• _TASK DESCRIPTION_
Transcribe every entry that follows, word for word, and omit the images.

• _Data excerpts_
>>
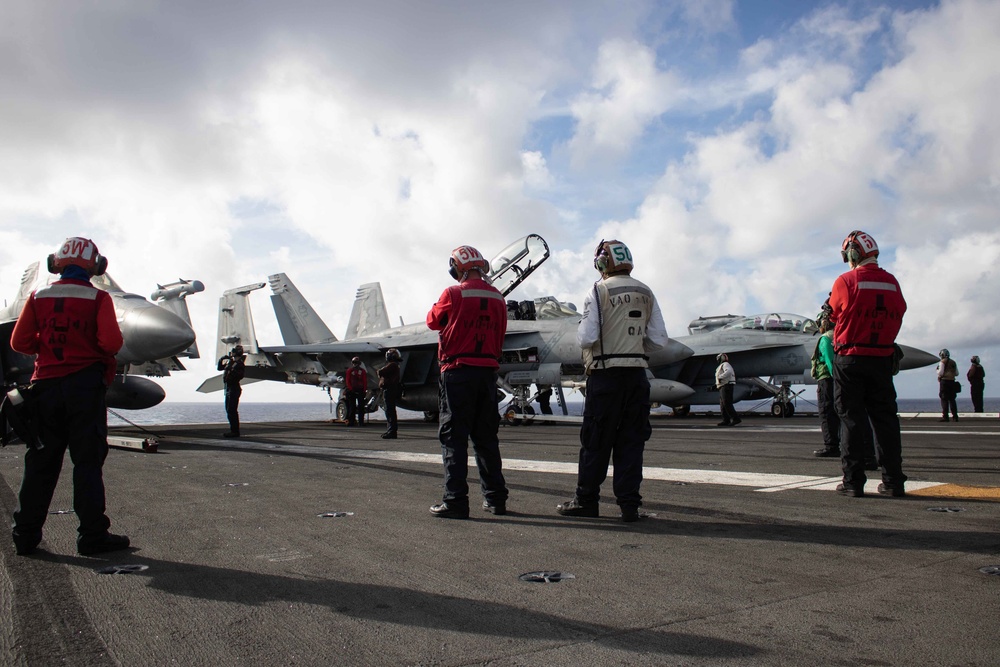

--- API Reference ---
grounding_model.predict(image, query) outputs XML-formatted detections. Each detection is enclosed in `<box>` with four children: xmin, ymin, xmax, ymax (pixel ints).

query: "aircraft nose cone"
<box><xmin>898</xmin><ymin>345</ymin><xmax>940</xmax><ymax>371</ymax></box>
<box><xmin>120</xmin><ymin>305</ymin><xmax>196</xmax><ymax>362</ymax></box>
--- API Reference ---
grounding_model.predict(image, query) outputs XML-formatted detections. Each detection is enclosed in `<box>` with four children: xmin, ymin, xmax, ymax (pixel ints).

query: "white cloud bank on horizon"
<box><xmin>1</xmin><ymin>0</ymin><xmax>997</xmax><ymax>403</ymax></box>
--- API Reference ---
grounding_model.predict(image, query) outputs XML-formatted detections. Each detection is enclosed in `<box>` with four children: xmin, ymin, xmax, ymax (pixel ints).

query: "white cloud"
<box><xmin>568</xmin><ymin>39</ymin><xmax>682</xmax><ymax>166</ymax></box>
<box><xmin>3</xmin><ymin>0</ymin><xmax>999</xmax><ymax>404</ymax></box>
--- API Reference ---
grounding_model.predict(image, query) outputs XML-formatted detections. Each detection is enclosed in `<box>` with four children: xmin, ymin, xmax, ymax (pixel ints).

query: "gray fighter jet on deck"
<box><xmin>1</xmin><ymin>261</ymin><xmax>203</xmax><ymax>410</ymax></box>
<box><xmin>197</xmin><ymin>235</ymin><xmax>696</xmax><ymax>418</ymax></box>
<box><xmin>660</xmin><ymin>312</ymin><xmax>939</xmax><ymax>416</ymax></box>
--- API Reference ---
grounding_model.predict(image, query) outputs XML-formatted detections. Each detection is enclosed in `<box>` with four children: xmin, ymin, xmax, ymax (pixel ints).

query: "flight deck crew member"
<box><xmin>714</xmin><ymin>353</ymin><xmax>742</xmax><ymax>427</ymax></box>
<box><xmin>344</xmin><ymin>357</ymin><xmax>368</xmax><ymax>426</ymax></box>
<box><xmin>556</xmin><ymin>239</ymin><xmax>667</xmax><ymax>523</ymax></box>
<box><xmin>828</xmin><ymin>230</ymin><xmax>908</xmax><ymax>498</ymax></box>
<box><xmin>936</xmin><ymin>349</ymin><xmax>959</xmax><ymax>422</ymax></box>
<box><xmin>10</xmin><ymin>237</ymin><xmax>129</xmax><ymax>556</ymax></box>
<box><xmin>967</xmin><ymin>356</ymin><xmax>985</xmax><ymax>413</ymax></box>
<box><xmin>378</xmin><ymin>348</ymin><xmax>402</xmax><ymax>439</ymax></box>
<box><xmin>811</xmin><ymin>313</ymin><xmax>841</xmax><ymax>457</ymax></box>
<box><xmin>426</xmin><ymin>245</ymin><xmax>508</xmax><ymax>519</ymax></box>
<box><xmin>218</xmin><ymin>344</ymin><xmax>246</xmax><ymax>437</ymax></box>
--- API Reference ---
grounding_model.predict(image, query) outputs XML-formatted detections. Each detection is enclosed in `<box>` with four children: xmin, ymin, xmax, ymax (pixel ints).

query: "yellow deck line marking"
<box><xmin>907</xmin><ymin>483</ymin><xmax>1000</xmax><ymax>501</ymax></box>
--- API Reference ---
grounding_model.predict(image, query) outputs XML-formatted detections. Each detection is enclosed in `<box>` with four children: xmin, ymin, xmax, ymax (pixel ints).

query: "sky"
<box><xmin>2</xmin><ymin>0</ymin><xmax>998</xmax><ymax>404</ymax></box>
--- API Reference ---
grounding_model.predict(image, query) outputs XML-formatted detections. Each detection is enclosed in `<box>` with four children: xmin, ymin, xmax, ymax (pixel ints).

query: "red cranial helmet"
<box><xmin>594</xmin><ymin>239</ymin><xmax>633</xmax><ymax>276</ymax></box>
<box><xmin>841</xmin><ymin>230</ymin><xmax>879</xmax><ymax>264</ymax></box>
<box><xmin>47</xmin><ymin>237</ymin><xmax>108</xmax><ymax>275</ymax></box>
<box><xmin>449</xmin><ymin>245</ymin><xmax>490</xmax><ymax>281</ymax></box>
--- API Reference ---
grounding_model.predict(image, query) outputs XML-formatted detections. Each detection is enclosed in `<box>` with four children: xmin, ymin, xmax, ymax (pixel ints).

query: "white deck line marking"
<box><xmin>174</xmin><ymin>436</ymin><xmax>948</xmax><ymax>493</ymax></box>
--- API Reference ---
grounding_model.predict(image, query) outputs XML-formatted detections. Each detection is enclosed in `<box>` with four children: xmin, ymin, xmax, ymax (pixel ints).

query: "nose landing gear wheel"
<<
• _WRITTEN ANSWER_
--- API Reference ---
grounding_model.predict(image, query) outputs XML-formatted detections. Each detection is enclosed in `<box>` with four children: xmin, ymin, xmax, ymax (pixel ints).

query: "aircraft nose cone"
<box><xmin>898</xmin><ymin>345</ymin><xmax>940</xmax><ymax>371</ymax></box>
<box><xmin>120</xmin><ymin>305</ymin><xmax>196</xmax><ymax>362</ymax></box>
--- API Reference ---
grounding_model.predict(image, query) outputs XML-formatted detections. Each detection is enclosed in `<box>` with four children: xmin, ymin, xmax, ymax (pixel ints).

query: "white cloud bank on horizon"
<box><xmin>1</xmin><ymin>0</ymin><xmax>997</xmax><ymax>403</ymax></box>
--- API Reference ---
grounding_model.predict(image, query) outputs XML-formatted detections. Each detection is enclosed in `<box>` with four children: xmin, ymin, xmax, ymax (pixel ints).

query: "white cloud"
<box><xmin>568</xmin><ymin>39</ymin><xmax>682</xmax><ymax>166</ymax></box>
<box><xmin>3</xmin><ymin>0</ymin><xmax>999</xmax><ymax>404</ymax></box>
--- API Reference ---
grounding_model.predict(image, query) outputs XML-formatted detections. Each detection is enclosed in `<box>` with four children: xmin, ymin, xmax, ymax (pixel ints).

query: "gray fighter jet on deck"
<box><xmin>1</xmin><ymin>261</ymin><xmax>203</xmax><ymax>410</ymax></box>
<box><xmin>197</xmin><ymin>235</ymin><xmax>696</xmax><ymax>418</ymax></box>
<box><xmin>660</xmin><ymin>312</ymin><xmax>939</xmax><ymax>416</ymax></box>
--- API Reference ---
grounding_model.predict(image, query) outputs XML-formatted detections. Each detection is enclosed in `<box>` with four children: xmin, ymin, xmax, ymax (pixel ints).

query: "flight deck crew member"
<box><xmin>714</xmin><ymin>353</ymin><xmax>742</xmax><ymax>427</ymax></box>
<box><xmin>344</xmin><ymin>357</ymin><xmax>368</xmax><ymax>426</ymax></box>
<box><xmin>556</xmin><ymin>239</ymin><xmax>667</xmax><ymax>523</ymax></box>
<box><xmin>828</xmin><ymin>230</ymin><xmax>908</xmax><ymax>498</ymax></box>
<box><xmin>936</xmin><ymin>349</ymin><xmax>959</xmax><ymax>422</ymax></box>
<box><xmin>10</xmin><ymin>237</ymin><xmax>129</xmax><ymax>556</ymax></box>
<box><xmin>967</xmin><ymin>356</ymin><xmax>985</xmax><ymax>413</ymax></box>
<box><xmin>378</xmin><ymin>348</ymin><xmax>402</xmax><ymax>439</ymax></box>
<box><xmin>811</xmin><ymin>313</ymin><xmax>841</xmax><ymax>457</ymax></box>
<box><xmin>426</xmin><ymin>245</ymin><xmax>508</xmax><ymax>519</ymax></box>
<box><xmin>218</xmin><ymin>344</ymin><xmax>246</xmax><ymax>437</ymax></box>
--- API Reference ---
grounding_model.predict(image, query) outputs XML-formatted detections. Each detection is enclosed in `<box>` with four children: xmin, ymin, xmax, ymax (pixel ints).

query: "yellow deck line marking"
<box><xmin>907</xmin><ymin>483</ymin><xmax>1000</xmax><ymax>501</ymax></box>
--- API Reference ---
grounding_model.predict(image, query) outputs XML-formatted detections. Each detection is enclosed in `<box>` with four children: xmin, ymin, xmax, ymax (pixel ints).

query: "sky"
<box><xmin>2</xmin><ymin>0</ymin><xmax>998</xmax><ymax>404</ymax></box>
--- API Reference ---
grounding_model.predict(image, query) outputs XML-formatted detections. Each detection is enclosed in `<box>` with four children: xmin, ymin, xmax, ymax (pixel ints).

query: "red cranial helmet"
<box><xmin>594</xmin><ymin>239</ymin><xmax>633</xmax><ymax>276</ymax></box>
<box><xmin>841</xmin><ymin>230</ymin><xmax>879</xmax><ymax>264</ymax></box>
<box><xmin>47</xmin><ymin>237</ymin><xmax>108</xmax><ymax>275</ymax></box>
<box><xmin>449</xmin><ymin>245</ymin><xmax>490</xmax><ymax>281</ymax></box>
--- API Reference ---
grounding_model.predict(image, query) outputs XML-formatted detections. Each detection is enclosed in `<box>` with four children: xmin, ymin, xmax, ymax (pixel ints).

query: "white deck line marking"
<box><xmin>174</xmin><ymin>436</ymin><xmax>948</xmax><ymax>493</ymax></box>
--- API Reference ---
grounding_model.predict(image, query) outputs XML-formatted detections. Each detection is enclosed in `<box>` with four children: xmin, ymin, xmax, ymax (pixel ints).

query: "nose landing gear wheel"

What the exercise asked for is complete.